GOAL:
Repeat precisely, and only, the lines between the line containing "Can you see the distant building" and the end of the listing below, both ends included.

EXTRACTED MATERIAL:
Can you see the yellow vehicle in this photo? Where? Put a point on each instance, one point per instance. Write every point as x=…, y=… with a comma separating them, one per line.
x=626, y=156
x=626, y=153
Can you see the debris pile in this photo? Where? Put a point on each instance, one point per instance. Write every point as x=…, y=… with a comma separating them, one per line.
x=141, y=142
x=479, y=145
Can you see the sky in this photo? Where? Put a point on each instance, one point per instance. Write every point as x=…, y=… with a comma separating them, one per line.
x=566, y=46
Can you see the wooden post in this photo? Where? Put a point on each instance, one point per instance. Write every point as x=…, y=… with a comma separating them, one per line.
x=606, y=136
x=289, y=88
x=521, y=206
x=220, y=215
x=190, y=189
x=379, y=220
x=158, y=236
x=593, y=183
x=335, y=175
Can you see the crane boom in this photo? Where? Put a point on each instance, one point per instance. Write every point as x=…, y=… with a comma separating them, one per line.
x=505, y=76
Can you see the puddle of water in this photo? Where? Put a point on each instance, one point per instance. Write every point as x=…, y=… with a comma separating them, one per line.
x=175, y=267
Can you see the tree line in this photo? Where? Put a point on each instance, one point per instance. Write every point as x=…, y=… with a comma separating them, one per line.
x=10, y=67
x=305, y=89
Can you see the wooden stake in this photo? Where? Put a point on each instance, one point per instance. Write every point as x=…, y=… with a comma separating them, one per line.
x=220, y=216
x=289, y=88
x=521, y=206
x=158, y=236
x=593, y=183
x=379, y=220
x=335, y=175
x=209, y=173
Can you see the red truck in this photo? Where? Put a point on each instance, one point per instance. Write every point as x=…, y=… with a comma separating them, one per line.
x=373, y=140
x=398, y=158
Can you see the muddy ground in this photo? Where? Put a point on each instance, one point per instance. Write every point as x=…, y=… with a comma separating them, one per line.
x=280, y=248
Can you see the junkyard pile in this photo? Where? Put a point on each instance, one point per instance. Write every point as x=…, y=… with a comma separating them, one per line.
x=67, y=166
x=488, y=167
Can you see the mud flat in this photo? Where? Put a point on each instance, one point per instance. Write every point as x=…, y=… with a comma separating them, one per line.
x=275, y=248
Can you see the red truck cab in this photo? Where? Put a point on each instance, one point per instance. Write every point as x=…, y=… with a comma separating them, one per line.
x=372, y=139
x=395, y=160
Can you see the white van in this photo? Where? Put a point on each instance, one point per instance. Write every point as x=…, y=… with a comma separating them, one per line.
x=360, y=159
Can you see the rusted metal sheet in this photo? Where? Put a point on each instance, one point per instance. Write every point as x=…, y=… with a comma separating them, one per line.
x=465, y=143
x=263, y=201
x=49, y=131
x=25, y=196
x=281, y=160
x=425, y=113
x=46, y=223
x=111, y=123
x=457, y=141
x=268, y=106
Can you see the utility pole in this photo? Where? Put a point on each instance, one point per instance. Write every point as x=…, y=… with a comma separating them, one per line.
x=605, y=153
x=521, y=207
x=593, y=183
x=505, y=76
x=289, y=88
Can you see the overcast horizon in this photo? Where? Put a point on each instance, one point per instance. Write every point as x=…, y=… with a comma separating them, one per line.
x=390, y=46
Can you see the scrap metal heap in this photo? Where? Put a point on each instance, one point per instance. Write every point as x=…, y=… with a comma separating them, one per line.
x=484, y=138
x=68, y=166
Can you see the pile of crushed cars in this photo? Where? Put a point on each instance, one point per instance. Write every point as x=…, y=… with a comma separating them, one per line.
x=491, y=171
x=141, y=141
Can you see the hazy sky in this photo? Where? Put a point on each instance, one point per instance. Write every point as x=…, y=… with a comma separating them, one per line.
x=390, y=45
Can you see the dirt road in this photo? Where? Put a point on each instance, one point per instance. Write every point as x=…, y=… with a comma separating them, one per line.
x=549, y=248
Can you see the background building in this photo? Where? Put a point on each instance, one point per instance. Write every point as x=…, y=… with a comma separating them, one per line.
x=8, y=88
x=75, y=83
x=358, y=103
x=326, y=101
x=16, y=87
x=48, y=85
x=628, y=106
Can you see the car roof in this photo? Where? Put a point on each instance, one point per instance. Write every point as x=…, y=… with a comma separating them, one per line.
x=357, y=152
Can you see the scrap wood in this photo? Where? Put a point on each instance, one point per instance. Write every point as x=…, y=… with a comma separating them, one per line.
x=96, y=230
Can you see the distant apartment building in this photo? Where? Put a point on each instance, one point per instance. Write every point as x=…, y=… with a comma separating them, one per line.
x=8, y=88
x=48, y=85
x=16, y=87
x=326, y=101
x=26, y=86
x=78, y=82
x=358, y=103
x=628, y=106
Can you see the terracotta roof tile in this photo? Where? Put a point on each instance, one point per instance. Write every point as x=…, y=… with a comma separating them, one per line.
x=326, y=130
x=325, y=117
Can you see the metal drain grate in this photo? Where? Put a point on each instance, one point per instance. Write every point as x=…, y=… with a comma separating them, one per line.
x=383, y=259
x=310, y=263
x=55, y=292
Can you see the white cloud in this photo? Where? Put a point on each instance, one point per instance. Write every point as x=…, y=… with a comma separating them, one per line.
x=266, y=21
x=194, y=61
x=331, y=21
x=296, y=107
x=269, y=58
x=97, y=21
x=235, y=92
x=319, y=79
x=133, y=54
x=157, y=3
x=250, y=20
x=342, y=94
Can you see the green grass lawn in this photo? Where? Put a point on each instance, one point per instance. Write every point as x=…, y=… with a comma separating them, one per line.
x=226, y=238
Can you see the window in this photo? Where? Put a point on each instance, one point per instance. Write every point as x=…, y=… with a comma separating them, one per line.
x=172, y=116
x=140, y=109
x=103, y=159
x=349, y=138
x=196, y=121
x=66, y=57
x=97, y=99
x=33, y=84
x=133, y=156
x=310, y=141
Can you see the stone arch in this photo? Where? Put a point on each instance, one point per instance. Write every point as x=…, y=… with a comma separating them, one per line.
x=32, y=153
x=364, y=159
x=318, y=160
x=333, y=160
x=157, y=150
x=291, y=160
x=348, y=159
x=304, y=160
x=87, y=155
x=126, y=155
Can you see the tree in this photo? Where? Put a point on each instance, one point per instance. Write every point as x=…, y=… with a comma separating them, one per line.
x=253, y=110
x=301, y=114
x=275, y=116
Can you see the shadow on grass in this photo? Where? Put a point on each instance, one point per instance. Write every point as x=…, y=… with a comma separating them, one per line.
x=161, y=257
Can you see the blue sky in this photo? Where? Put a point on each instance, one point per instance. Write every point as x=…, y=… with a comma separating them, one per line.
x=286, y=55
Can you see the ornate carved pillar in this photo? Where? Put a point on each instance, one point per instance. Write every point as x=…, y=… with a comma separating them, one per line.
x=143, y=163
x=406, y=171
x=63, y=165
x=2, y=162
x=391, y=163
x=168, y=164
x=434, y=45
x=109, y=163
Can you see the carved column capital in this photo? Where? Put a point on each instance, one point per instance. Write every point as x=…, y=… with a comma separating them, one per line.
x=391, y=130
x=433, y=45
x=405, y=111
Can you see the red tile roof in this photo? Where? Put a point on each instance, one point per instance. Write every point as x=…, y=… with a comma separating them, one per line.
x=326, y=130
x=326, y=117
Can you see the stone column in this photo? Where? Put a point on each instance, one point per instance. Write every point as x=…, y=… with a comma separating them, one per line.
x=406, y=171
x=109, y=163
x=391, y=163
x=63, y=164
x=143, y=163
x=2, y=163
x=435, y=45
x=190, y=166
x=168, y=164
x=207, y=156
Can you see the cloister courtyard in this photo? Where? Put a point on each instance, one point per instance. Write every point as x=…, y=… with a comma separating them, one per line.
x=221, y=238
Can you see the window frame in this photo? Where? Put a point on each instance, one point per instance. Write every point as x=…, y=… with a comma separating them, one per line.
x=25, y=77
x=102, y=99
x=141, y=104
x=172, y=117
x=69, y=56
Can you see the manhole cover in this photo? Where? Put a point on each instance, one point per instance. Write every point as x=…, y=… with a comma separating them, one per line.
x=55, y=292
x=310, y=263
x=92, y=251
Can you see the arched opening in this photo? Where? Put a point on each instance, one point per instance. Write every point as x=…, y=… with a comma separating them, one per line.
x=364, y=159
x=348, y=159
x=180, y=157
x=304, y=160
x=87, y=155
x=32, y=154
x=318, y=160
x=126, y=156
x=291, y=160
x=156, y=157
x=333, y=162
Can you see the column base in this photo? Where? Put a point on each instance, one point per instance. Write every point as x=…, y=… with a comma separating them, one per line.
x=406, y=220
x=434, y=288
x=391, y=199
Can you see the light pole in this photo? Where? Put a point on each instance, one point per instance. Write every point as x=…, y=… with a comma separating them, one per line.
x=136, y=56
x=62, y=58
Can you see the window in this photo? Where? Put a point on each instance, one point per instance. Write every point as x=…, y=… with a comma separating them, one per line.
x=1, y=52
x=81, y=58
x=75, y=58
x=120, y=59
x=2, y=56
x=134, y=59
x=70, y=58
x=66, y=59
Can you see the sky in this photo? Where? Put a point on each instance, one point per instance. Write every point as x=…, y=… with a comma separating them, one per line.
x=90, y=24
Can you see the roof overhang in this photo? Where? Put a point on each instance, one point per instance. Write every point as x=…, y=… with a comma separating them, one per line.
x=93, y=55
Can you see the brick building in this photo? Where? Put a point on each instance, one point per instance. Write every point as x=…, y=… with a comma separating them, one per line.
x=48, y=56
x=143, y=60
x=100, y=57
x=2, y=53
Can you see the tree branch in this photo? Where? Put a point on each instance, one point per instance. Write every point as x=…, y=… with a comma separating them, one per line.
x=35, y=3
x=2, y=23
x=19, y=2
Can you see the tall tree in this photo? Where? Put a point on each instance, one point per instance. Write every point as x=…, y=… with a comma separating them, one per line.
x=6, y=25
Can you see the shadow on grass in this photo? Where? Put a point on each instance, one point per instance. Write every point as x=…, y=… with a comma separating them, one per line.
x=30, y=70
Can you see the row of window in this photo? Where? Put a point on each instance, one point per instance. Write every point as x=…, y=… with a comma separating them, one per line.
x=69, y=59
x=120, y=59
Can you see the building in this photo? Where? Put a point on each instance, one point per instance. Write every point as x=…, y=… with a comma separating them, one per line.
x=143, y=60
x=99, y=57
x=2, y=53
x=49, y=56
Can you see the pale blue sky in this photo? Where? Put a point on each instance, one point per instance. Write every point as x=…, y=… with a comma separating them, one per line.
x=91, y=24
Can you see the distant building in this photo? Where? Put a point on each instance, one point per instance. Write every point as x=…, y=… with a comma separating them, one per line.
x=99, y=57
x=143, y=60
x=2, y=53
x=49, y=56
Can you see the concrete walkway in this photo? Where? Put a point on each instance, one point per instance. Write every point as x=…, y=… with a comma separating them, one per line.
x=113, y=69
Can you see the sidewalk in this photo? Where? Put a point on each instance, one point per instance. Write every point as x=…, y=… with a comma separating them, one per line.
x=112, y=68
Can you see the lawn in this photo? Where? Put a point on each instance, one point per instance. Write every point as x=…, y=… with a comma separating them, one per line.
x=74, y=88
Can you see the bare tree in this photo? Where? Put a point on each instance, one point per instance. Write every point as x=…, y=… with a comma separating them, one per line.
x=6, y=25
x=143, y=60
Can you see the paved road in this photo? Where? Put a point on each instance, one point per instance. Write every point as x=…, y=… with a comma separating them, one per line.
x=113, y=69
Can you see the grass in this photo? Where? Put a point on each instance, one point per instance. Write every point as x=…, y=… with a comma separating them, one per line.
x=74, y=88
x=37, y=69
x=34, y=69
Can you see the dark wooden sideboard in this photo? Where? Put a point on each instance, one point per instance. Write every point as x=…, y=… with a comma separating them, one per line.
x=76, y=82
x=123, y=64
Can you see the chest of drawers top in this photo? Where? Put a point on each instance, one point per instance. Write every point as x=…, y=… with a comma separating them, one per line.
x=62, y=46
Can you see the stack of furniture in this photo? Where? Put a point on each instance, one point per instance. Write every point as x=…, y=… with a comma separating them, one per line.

EXPECTED ANSWER:
Can you see the distant building in this photo? Where? Put a point on each instance, one point per instance. Write every point as x=…, y=… with a comma separating them, one per line.
x=99, y=57
x=143, y=60
x=2, y=53
x=49, y=56
Can you see the concrete walkway in this photo? Where? Put a point on each instance, one point per instance. Write every point as x=…, y=… with a comma separating them, one per line.
x=113, y=69
Can you see the sidewalk in this photo? Where? Put a point on each instance, one point per instance. Write every point as x=…, y=… with a comma separating them, one per line.
x=112, y=68
Can you see the lawn in this photo? Where? Put a point on each instance, one point per instance. Write every point as x=…, y=… with a comma separating them, one per line.
x=74, y=88
Can you see the bare tree in this photo? Where? Put a point on each instance, one point per instance. Write every point as x=…, y=… with a comma separating them, one per line.
x=6, y=25
x=143, y=60
Can you see the paved road in this photo? Where? Put a point on each instance, one point per instance. Write every point as x=…, y=… with a comma separating them, one per line.
x=113, y=69
Can you see the grass in this photo? Where? Put a point on each instance, one point per instance. Write every point as x=…, y=… with a comma separating them, one per line.
x=74, y=88
x=37, y=69
x=34, y=69
Can you see the dark wooden sideboard in this photo? Where? Put a point on each instance, one point per instance. Write every point as x=…, y=… with a comma separating them, one per line.
x=76, y=82
x=123, y=64
Can you see the chest of drawers top in this photo? Where? Put a point on each instance, one point per instance. Write every point as x=…, y=… with a comma separating them, one per line.
x=62, y=46
Can you see the stack of furniture in this photo? Where? Put a point on each instance, one point per instance. Write every point as x=…, y=… with a comma separating them, one per line.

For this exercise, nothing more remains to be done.